Can you rewrite the data below with "deepest inside" swapped for "farthest inside" everywhere, changing nothing else and leaving out the pictures?

Entries from a dataset:
<<<<

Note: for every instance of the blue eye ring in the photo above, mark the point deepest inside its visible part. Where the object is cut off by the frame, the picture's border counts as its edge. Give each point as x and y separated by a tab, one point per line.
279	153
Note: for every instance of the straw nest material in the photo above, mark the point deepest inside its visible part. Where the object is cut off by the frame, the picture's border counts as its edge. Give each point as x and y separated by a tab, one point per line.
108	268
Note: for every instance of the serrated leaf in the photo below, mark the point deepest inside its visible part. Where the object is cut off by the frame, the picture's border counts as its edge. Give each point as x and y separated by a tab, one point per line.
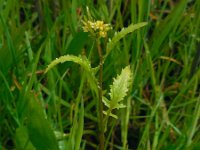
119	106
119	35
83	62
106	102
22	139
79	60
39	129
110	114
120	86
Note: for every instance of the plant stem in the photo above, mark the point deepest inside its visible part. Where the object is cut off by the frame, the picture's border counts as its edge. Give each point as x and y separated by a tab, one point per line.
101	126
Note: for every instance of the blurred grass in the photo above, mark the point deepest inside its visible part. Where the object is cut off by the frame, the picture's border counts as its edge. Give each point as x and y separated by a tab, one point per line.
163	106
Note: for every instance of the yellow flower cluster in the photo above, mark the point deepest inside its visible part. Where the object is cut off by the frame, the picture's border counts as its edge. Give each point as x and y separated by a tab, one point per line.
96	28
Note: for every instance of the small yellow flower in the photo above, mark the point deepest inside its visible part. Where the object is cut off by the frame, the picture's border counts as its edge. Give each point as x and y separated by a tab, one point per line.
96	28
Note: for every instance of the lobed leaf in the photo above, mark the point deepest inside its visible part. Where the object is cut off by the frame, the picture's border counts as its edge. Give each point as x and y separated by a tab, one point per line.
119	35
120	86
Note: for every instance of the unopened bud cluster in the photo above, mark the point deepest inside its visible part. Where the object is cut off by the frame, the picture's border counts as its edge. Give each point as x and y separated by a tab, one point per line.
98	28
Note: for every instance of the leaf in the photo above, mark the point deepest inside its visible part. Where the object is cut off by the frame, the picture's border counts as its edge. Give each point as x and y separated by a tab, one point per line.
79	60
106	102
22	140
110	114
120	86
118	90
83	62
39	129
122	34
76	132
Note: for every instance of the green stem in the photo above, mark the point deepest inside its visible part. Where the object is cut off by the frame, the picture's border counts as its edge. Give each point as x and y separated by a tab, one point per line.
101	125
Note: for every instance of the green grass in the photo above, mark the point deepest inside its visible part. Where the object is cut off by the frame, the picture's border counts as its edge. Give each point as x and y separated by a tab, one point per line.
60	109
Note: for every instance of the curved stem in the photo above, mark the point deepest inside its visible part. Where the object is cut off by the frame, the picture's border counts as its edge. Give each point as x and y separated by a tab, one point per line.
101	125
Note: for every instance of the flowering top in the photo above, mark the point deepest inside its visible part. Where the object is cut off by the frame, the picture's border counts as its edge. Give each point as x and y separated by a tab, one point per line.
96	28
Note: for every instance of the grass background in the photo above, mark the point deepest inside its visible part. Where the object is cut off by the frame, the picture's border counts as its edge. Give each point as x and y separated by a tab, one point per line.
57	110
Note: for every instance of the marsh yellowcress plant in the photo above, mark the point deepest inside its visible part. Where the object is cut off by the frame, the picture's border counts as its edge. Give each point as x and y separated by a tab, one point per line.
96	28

>>>>

OUTPUT BELOW:
Note: for every instance of the blue eye ring in the photo above, mark the point farthest inside its visible part. Where the object is cut off by the frame, the picture's border counts as its edge. Give each point as x and y separated by a tab, one point per line.
279	153
Note: for every instance of the straw nest material in the photo above, mark the point farthest inside its visible part. Where the object is cut off by the frame, the picture's border counts as its edge. Give each point as x and y separated by a tab, one point per line.
108	268
Note: for every instance of the serrated leaf in the photo below, mark the point farthest inside its visible part. Where the object is cut off by the frame, the picture's border counts as its edge. Give each point as x and y separated by a tab, one point per line.
119	106
119	35
83	62
106	102
22	139
79	60
39	129
110	114
120	86
Note: for every instance of the plant stem in the photo above, mark the point farthest inside its visible part. Where the object is cut off by the frame, the picture's border counts as its edge. Give each point as x and y separated by a tab, one point per line.
101	126
Note: for every instance of the blurred grass in the photo above, mark the point farthest inside its visible part. Where the object is cut off by the frame, the picture's border counts as its edge. Give each point as x and y separated by a tab, one point per line.
163	106
Note: for every instance of the yellow flower cluster in the photo above, mark the point farthest inside its visible part. Where the object is cut off by the frame, the picture's border counts as its edge. Give each point as x and y separated by a tab, one point per line.
96	28
Note: for every instance of the small yellow flower in the photo above, mark the point farthest inside its visible part. Where the object is cut off by the frame, the picture's border counts as its edge. Give each point as x and y separated by a tab, one point per line.
96	28
Note: for every instance of the lobed leaf in the photo above, mark the point farthest inside its visible part. Where the object is cut off by the frame, the picture's border counts as its edge. Give each point as x and y separated by a tab, one point per line.
119	35
120	86
Note: for every instance of the unopened bud cluster in the photo above, mark the point farthest inside its visible part. Where the object is cut off by the frame, the picture's border counts as its edge. Give each point as x and y separated by a tab, one point per line.
98	28
Note: for every instance of the leaf in the photo above, mark the point farthest inside its visible part. Where the object is cut off by the frame, the picture's border counts as its edge. Give each point as x and y separated by a tab, one point per line.
79	60
106	102
22	140
110	114
120	86
118	90
83	62
39	129
122	34
76	132
Note: for every instance of the green stem in the photo above, mark the point farthest inside its visible part. Where the object is cut off by the frame, the picture's border counts as its edge. Give each point as x and y separated by a tab, one point per line.
101	125
Note: for every instance of the green grass in the photo above, mark the point farthest inside its visible part. Where the object is cut off by the frame, the picture's border counts as its edge. Give each point as x and y separated by a tab, one point per line.
60	109
Note: for every instance of the curved stem in the photo above, mark the point farthest inside its visible part. Where the object is cut off by the frame, the picture's border counts as its edge. Give each point as x and y separated by a tab, one point per line.
101	125
Note: for every instance of the flowering top in the photo above, mark the point farthest inside its visible part. Where the object is cut off by the frame, the picture's border counts as its edge. Give each point as x and y separated by a tab, one point per line.
96	28
Note: for every instance of the grass background in the photo above, mark the point farthest inside its visible part. Where the object is cut off by the frame, the picture's border counts as its edge. Give each point as x and y separated by a tab, one point per line.
57	110
Note: for every instance of the marsh yellowcress plant in the photo above, mark the point farthest inside its visible part. Where the object is cut off by the frame, the picture's border counts as its edge. Give each point as x and y separated by a tab, one point per line.
96	28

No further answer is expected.